_What this task involves_:
Locate each line in the entries below that contains the string "iron", and copy every such line.

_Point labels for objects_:
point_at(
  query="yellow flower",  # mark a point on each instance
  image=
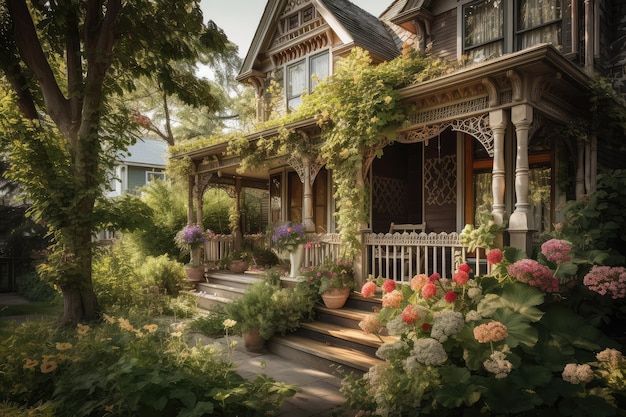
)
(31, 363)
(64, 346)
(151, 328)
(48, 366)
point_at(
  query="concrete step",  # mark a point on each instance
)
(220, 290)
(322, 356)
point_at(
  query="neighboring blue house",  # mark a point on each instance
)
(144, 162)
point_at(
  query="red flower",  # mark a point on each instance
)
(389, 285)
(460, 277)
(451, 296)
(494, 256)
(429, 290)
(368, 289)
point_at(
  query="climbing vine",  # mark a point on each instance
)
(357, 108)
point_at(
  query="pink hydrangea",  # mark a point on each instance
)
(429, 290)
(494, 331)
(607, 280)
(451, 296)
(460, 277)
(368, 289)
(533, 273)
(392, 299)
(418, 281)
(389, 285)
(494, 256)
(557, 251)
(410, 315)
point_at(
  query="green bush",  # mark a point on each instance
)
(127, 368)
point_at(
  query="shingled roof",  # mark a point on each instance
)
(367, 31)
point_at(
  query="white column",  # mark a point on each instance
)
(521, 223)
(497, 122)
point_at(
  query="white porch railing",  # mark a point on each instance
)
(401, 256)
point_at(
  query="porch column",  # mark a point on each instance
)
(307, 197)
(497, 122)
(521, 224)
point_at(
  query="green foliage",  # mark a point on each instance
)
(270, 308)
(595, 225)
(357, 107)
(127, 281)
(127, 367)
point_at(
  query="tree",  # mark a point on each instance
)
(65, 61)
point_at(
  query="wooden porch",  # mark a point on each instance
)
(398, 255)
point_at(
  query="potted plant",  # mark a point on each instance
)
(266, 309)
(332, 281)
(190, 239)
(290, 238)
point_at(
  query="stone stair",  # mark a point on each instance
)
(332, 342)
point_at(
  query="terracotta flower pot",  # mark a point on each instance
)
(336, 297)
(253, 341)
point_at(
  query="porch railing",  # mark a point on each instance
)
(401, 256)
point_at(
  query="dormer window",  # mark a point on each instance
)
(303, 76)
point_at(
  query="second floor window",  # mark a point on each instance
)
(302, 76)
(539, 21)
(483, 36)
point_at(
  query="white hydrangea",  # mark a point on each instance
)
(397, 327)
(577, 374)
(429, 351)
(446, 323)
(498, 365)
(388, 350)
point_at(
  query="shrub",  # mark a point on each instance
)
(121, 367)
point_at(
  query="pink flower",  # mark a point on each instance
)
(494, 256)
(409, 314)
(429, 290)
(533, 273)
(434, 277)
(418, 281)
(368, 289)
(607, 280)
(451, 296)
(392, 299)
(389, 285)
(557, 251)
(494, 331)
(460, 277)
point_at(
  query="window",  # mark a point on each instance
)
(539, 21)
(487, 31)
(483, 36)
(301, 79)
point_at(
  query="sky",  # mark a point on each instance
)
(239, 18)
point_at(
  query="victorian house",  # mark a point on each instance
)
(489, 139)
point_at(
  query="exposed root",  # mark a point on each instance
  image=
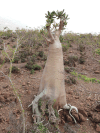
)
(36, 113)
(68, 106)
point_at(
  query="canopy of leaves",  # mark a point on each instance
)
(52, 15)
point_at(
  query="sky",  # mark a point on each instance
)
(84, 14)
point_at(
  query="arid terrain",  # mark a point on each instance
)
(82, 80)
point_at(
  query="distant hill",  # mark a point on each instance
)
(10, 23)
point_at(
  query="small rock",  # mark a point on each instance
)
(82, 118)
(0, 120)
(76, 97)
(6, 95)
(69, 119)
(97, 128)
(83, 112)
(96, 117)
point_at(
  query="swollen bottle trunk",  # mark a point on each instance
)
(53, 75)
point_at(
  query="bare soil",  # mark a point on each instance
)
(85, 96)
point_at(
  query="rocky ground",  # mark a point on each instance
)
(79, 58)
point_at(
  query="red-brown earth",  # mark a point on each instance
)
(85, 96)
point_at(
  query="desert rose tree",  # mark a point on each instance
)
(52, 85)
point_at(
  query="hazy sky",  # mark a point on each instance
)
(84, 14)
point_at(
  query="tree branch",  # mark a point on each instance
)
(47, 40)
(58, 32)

...

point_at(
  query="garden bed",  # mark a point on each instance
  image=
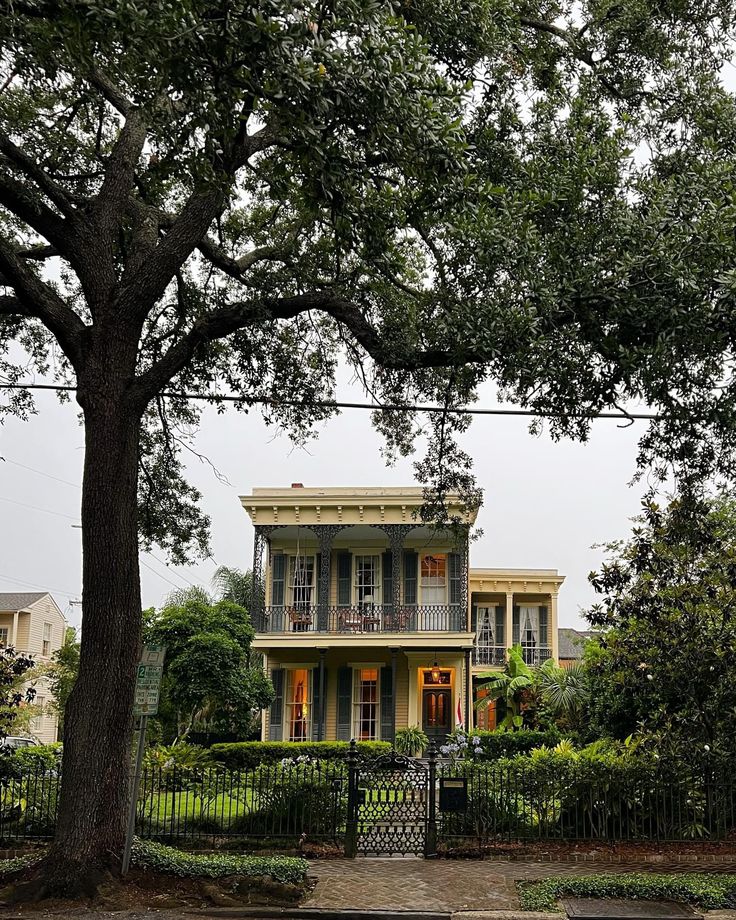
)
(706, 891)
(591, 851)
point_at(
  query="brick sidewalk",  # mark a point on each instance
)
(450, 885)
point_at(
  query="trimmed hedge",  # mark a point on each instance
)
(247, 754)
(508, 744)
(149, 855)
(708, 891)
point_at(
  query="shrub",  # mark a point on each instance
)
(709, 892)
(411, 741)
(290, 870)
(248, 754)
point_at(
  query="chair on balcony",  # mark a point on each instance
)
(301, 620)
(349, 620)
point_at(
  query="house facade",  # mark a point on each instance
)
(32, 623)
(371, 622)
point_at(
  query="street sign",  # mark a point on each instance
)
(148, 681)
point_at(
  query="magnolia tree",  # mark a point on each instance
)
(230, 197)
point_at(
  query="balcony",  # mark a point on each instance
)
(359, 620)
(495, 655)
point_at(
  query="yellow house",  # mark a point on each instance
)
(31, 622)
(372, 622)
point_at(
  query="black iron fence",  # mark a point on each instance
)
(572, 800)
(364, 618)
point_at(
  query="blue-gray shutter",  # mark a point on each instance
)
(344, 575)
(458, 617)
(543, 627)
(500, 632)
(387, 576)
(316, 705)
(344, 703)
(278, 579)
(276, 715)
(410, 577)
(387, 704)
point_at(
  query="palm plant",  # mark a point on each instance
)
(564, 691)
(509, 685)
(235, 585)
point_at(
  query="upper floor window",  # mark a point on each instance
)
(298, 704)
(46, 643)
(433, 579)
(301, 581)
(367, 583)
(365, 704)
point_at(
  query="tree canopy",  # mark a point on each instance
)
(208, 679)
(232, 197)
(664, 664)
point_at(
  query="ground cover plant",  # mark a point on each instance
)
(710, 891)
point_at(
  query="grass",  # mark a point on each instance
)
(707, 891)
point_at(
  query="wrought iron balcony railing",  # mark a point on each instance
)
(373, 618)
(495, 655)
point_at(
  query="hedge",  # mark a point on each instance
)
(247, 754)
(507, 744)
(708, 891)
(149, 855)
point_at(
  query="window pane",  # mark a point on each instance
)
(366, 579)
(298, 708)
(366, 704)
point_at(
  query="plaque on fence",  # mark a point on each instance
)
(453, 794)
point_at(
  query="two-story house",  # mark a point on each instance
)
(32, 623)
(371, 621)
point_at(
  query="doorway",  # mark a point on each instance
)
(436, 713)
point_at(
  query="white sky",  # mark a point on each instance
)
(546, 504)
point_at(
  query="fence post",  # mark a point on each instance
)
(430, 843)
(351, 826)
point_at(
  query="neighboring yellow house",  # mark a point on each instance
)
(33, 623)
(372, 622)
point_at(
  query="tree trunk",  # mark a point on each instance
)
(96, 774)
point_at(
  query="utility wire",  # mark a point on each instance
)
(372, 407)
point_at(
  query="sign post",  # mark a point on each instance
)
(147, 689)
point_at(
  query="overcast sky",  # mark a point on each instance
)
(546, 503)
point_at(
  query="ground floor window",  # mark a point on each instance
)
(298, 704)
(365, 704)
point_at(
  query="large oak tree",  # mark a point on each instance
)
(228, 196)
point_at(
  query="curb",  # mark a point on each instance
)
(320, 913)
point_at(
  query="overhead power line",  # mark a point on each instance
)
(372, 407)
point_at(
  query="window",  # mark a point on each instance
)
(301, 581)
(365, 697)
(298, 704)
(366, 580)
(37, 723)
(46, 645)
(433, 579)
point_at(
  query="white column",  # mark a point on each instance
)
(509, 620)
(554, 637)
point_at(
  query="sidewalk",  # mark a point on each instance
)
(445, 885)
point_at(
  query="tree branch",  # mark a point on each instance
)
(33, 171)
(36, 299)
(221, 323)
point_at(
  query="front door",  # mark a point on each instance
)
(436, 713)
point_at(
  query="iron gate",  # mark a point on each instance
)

_Complete response_:
  query="black iron fence",  # mark a point on each instance
  query="wrought iron balcony railing",  # mark a point on each instance
  query="iron gate",  # mark a point on each instance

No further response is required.